[Location labeling records]
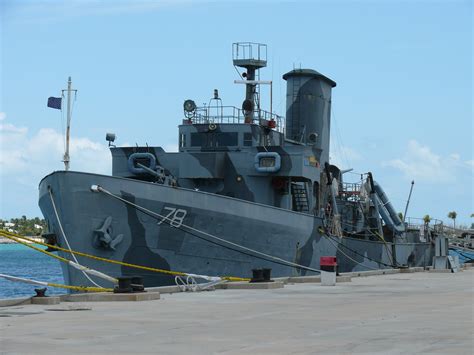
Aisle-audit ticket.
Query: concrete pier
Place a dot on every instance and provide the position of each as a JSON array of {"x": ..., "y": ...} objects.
[{"x": 389, "y": 314}]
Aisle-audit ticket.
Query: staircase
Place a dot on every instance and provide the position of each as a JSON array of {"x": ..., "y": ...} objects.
[{"x": 300, "y": 197}]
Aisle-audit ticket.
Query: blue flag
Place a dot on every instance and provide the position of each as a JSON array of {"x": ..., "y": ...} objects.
[{"x": 54, "y": 102}]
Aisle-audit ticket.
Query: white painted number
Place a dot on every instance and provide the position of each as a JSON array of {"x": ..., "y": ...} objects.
[{"x": 175, "y": 217}]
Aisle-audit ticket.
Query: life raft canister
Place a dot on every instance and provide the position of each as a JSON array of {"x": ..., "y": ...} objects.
[
  {"x": 267, "y": 162},
  {"x": 146, "y": 159}
]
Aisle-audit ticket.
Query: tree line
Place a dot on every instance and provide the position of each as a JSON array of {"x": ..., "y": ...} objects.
[{"x": 24, "y": 226}]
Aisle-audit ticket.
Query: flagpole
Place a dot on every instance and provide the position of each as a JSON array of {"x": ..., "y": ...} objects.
[{"x": 68, "y": 128}]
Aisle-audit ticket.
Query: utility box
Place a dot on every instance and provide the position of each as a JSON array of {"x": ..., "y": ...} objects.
[{"x": 328, "y": 266}]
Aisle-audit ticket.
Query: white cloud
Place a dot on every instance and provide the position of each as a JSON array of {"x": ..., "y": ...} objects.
[
  {"x": 343, "y": 157},
  {"x": 420, "y": 163},
  {"x": 26, "y": 158}
]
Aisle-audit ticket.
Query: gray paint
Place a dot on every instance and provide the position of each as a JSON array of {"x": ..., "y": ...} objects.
[{"x": 215, "y": 188}]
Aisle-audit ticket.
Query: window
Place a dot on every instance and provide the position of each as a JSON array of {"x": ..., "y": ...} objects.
[
  {"x": 214, "y": 140},
  {"x": 225, "y": 139},
  {"x": 248, "y": 139},
  {"x": 182, "y": 140},
  {"x": 198, "y": 139}
]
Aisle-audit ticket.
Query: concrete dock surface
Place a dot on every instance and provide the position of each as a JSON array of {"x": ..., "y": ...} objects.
[{"x": 391, "y": 314}]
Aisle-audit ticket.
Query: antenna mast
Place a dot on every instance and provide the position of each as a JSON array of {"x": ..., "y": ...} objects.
[{"x": 66, "y": 158}]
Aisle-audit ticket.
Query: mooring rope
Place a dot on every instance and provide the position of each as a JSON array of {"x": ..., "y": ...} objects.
[
  {"x": 75, "y": 265},
  {"x": 65, "y": 237},
  {"x": 111, "y": 261}
]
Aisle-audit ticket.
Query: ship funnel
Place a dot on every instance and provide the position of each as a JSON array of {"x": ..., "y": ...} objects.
[{"x": 308, "y": 109}]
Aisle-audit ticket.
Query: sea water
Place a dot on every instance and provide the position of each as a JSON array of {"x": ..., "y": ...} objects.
[{"x": 21, "y": 261}]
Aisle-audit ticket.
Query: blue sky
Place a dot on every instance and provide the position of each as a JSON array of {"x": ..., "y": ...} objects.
[{"x": 402, "y": 107}]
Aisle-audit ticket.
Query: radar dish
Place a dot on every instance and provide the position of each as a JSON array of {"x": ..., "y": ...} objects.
[
  {"x": 189, "y": 105},
  {"x": 247, "y": 106}
]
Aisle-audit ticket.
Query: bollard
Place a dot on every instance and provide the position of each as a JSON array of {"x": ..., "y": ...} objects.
[
  {"x": 137, "y": 284},
  {"x": 257, "y": 275},
  {"x": 40, "y": 292},
  {"x": 124, "y": 286},
  {"x": 328, "y": 266}
]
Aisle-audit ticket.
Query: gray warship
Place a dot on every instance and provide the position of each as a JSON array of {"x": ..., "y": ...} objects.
[{"x": 248, "y": 189}]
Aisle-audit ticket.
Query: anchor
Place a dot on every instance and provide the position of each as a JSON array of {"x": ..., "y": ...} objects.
[{"x": 103, "y": 236}]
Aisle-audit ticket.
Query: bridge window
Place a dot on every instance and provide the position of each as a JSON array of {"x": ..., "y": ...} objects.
[
  {"x": 215, "y": 139},
  {"x": 247, "y": 139}
]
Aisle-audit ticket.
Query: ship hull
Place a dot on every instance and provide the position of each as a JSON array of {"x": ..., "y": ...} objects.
[{"x": 146, "y": 239}]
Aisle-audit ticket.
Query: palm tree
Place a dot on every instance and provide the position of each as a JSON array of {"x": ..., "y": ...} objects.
[{"x": 453, "y": 216}]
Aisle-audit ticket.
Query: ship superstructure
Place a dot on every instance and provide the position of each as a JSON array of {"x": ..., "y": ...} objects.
[{"x": 245, "y": 182}]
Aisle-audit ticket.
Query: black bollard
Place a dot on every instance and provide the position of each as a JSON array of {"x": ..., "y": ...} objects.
[
  {"x": 137, "y": 284},
  {"x": 257, "y": 275},
  {"x": 40, "y": 292},
  {"x": 124, "y": 286}
]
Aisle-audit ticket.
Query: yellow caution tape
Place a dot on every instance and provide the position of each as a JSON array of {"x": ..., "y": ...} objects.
[{"x": 15, "y": 237}]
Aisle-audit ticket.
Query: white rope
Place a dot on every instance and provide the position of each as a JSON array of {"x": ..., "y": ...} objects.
[
  {"x": 20, "y": 279},
  {"x": 67, "y": 242},
  {"x": 289, "y": 263}
]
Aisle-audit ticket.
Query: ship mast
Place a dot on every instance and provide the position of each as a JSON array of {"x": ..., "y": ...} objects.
[{"x": 69, "y": 90}]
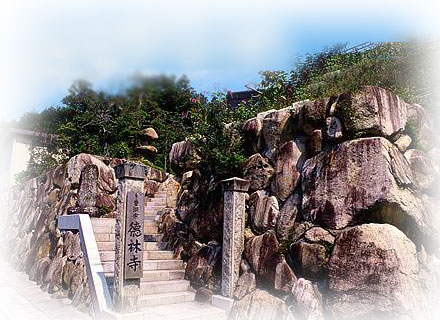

### What to do
Which lines of the records above contain the word "white"? Select and copy each of them, treating uppercase and lowercase as different.

### Result
Query: white painted number
Query: white cloud
Query: white rope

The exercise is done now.